**TASKS TO CARRY OUT**
• 1. Transcribe the David Dreman biography from "David Dreman (born" up to and including "for many years.".
• 2. Write the next part of the David Dreman biography, continuing from its final line.

**READING PASSAGE**
<<<<
- Born: 1936 (age 89–90) Winnipeg, Manitoba, Canada
- Occupation: Chief executive officer

= David Dreman =

American businessman

David Dreman (born 1936) is an investor, who founded and is chairman of Dreman Value Management, an investment company.

Dreman has published many scholarly articles and he has written four books. Dreman also writes a column for Forbes magazine. Dreman is on the board of directors of the Institute of Behavioral Finance, publisher of the Journal of Behavioral Finance.

== Personal ==
Dreman was born in Winnipeg, Manitoba, Canada in 1936. His father, Joseph Dreman, was a prominent trader on the Winnipeg Commodity Exchange for many years.

== Education ==
David Dreman graduated from the University of Manitoba in 1958.

== Career ==
After graduating, he worked as director of research for Rauscher Pierce, senior investment officer with Seligman, and senior editor of the Value Line Investment Service. In 1977, he founded his first investment firm, Dreman Value Management, LLC., and has served as its president and chairman.

The Dreman fund family was eventually bought by Kemper, which was then bought by Scudder, which itself was bought by Deutsche Bank. In 2009 his firm chose to hold on to banking stocks as they were crashing, in line with his contrarian value investing philosophy. As a result, his firm was removed from management of his flagship DWS Dreman High Return Equity Fund by the board of Deutsche Bank, citing weak performance.

== Books ==
- Psychology and the Stock Market: Investment Strategy Beyond Random Walk. 1977. American Management Association. ISBN 0-814-45429-1.
- Contrarian Investment Strategy: The Psychology of Stock Market Success. 1980. Random House. ISBN 0-394-42390-9.
- The New Contrarian Investment Strategy. 1982. Random House. ISBN 0-394-52364-4.
>>>>
(Dataset records on object locations)
<<<<
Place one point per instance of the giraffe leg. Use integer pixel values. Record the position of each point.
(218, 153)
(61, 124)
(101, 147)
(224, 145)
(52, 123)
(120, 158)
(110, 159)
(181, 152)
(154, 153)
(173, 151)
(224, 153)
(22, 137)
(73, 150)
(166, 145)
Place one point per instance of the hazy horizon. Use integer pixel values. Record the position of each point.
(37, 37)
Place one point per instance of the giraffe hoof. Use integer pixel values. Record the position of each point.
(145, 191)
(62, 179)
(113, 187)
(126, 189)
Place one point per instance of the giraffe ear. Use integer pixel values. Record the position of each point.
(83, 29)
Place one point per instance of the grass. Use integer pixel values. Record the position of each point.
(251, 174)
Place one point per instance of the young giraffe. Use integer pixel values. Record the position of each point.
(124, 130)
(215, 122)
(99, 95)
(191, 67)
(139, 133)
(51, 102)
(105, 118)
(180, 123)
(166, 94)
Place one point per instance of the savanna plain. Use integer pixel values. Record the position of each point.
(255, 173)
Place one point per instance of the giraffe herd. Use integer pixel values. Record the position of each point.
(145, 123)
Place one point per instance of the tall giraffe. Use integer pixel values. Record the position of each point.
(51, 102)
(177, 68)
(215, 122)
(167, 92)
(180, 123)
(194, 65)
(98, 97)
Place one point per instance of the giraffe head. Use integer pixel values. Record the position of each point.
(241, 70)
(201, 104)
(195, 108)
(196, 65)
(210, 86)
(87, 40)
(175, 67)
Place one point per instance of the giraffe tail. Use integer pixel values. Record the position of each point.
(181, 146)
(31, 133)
>>>>
**RESULTS**
• 1.
David Dreman (born 1936) is an investor, who founded and is chairman of Dreman Value Management, an investment company.

Dreman has published many scholarly articles and he has written four books. Dreman also writes a column for Forbes magazine. Dreman is on the board of directors of the Institute of Behavioral Finance, publisher of the Journal of Behavioral Finance.

== Personal ==
Dreman was born in Winnipeg, Manitoba, Canada in 1936. His father, Joseph Dreman, was a prominent trader on the Winnipeg Commodity Exchange for many years.

• 2.
- Contrarian Investment Strategies: The Next Generation. 1998. Simon & Schuster. ISBN 0-684-81350-5.
- Contrarian Investment Strategies: The Psychological Edge. 2012. Free Press. ISBN 0-743-29796-2.

== Books About ==
- The Guru Investor: How to Beat the Market Using History's Best Investment Strategies (Wiley 2009)

== Scholarly Articles ==
Dreman has written many more articles. These are just a sampling of some of the more recent articles.
- Do Contrarian Strategies Work Within Industries? David Dreman and Eric Lufkin, 1997. Journal of Investing. abstract
- Analyst Forecast Errors and Their Implications for Security Analysis. David Dreman and M.A. Berry, 1995. Financial Analysts' Journal.
- Investor Overreaction: Evidence that its Basis is Psychological. David Dreman and Eric Lufkin, 2000.
- Bubbles and the Role of Analysts' Forecasts. David Dreman, 2002. The Journal of Psychology and Financial Markets (now The Journal of Behavioral Finance).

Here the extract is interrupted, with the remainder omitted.